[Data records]
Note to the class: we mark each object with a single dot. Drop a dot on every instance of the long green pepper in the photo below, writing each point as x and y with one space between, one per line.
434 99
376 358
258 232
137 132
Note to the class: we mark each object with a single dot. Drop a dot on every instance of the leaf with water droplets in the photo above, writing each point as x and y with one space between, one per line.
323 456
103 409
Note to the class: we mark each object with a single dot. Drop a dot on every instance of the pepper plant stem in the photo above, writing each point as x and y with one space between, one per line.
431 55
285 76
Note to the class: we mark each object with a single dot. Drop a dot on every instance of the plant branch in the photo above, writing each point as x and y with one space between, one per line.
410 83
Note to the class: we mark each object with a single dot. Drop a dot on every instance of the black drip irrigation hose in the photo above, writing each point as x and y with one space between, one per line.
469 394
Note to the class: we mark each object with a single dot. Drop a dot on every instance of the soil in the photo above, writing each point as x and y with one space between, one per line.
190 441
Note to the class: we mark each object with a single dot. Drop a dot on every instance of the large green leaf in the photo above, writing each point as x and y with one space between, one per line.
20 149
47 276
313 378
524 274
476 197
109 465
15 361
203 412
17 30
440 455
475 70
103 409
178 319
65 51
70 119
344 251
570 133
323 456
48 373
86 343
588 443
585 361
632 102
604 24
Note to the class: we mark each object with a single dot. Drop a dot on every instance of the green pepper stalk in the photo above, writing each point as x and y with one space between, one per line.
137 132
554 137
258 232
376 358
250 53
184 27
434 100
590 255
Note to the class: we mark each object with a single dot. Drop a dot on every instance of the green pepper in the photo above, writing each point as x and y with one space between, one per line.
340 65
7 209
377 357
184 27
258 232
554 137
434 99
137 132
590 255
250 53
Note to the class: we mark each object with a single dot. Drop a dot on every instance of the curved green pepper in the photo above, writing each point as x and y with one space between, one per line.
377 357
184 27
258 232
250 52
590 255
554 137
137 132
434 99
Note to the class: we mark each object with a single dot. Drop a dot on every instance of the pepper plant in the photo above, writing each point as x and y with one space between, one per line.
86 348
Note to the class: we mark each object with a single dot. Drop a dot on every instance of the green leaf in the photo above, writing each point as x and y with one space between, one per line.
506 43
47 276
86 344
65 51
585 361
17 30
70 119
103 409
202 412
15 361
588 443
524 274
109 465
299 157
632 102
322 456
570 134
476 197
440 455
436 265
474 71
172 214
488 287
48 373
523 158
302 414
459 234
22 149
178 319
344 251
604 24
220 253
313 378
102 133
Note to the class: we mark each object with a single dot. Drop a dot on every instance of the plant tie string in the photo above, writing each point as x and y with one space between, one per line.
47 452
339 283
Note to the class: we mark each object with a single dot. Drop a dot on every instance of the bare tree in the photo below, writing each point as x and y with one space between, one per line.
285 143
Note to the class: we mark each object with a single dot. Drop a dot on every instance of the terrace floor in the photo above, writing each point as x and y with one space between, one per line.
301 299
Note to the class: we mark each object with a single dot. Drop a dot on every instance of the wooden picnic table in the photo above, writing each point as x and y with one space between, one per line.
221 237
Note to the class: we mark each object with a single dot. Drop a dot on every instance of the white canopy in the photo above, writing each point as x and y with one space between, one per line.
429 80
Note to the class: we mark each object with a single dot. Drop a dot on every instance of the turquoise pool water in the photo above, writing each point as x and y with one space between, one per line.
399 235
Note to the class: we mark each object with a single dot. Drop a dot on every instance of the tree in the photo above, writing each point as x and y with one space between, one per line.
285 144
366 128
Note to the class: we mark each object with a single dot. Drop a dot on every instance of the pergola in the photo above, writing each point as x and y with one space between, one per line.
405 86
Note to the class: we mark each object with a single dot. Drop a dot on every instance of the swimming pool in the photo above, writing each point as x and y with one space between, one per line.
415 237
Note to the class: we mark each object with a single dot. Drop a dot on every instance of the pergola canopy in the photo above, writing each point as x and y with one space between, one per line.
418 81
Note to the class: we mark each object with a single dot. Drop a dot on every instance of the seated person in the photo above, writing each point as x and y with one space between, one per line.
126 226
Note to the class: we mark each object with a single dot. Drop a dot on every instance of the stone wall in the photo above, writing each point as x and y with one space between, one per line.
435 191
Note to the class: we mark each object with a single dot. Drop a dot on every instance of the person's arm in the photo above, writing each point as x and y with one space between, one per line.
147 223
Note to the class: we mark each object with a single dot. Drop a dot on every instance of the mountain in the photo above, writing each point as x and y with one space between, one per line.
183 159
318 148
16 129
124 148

Exercise prompt
Copy all the records exactly so that no character differs from the source.

Exercise response
Note to the class: we mark each object with a single dot. Drop a dot on every instance of the long green pepper in the photo below, writing each point as x and y with one space between, one per line.
434 99
376 358
258 232
137 132
Note to the class: we mark each object with a single dot. Drop a dot on every instance of the leaf with water droplets in the photo above, writing each point as x and y with one space between, one per line.
323 456
103 409
Note to the class: we mark each object with a single dot. Drop a dot on every instance of the pepper plant stem in the photo above, writing each point as x and y with one space between, one per line.
431 55
285 76
Note to the class: we mark each object with a single dot. Drop a dot on every instance of the plant branch in the photo above, writing each point as x and y with one space between, one per line.
410 83
Note to the class: we mark each object with a single dot. Drop a dot on every instance of the black drip irrigation hose in the photo above, writing each point as x and y with one space between, one per line.
469 394
Note to the class: we mark each object with a single dot. Drop a dot on every instance of the soil in the photo above, writing each point as x and y with one space between, one per line.
190 441
Note to the class: we mark each object with a single dot. Drop a dot on every instance of the large green leaf in the photo above, writing each point as x and y with one space between, one per line.
20 149
47 276
313 378
524 274
476 197
109 465
15 361
203 412
17 30
440 455
475 70
103 409
178 319
65 51
70 119
344 251
570 133
323 456
48 373
86 343
588 443
585 361
632 102
604 24
Note to the class: we mark each object with a single dot. Drop a dot on every instance of the green pepper stalk in the photo above, writing each point as x and y with one space between, one per line.
137 132
554 137
258 232
376 358
250 53
184 27
434 100
590 255
Note to the class: we mark each object with a single dot. Drop a dot on every instance of the green pepper in the photo above, writing each point as x and y with one space between, one per line.
340 65
7 209
377 357
184 27
258 232
554 137
434 99
137 132
590 255
250 53
Note to the class: we mark each object with a single dot. Drop a dot on every instance of the curved green pepper in the photo above, writing each point as x and y with one space between, one per line.
377 357
184 27
258 232
250 52
590 255
554 137
137 132
434 99
Note to the class: we mark each object with a single dot. Drop a dot on every instance of the pepper plant in the photo above, writing each point as x and y with one space between, one per line.
86 348
Note to the class: we mark each object with a single dot. Drop a dot on every instance of the green leaf in the photo above, writing each point as x and y with one space between, one per line.
506 43
47 276
86 344
65 51
585 361
17 30
70 119
103 409
202 412
15 361
588 443
524 274
109 465
299 157
632 102
322 456
570 134
476 197
440 455
436 265
474 71
172 214
488 287
48 373
523 158
302 414
459 234
22 149
178 319
344 251
604 24
220 253
313 378
102 133
Note to the class: we mark each object with a single dot. Drop a dot on every instance of the plant tie string in the photo above, writing each point as x and y with one space between, one per line.
47 452
339 283
Note to the class: we mark each object with a single dot. Drop a dot on every instance of the bare tree in the photo below, writing each point as x and y with one space between, one per line.
285 143
Note to the class: we mark each object with a single dot. Drop a dot on every instance of the terrace floor in the photo above, writing each point as x and y with one space between, one per line.
301 299
Note to the class: we mark each object with a single dot. Drop a dot on every instance of the wooden picnic table in the photo above, writing each point as x and y with one space between, one per line.
221 237
Note to the class: we mark each object with a single dot. Drop a dot on every instance of the white canopy in the photo above, writing each point as x and y with one space between, one per line.
429 80
Note to the class: we mark each object with a single dot. Drop a dot on every instance of the turquoise pool water in the photo above, writing each point as x and y with one space between, one per line.
399 235
Note to the class: we mark each object with a single dot. Drop a dot on every instance of the tree in the photo above, writing each point as x and y with one space between, one per line.
285 144
366 128
Note to the class: we mark each object with a single dot. Drop a dot on every instance of the pergola in the photo above, writing each point as x and y with one space between, one per line.
405 86
Note to the class: we mark each object with a single dot. Drop a dot on every instance of the swimming pool in the photo above, writing each point as x and y with one space between, one per line.
415 237
Note to the class: we mark each object with a single dot. Drop a dot on every instance of the pergola canopy in the photo above, writing each point as x and y with one space between, one per line.
418 81
Note to the class: we mark each object with a single dot. Drop a dot on every instance of the seated person in the photo above, writing each point as x and y with one space between, one per line.
126 226
Note to the class: we mark each object with a single dot. Drop a dot on every instance of the stone wall in the photo above, writing each point as x and y with one space between, one per line.
435 191
Note to the class: we mark each object with a single dot. Drop a dot on every instance of the person's arm in the photo above, writing each point as x and y with one space between, one per line.
147 223
Note to the class: we mark each object with a single dot. Drop a dot on every instance of the mountain in the photo above, writing each point as x and y with one space between, one per line.
183 159
318 148
16 129
124 148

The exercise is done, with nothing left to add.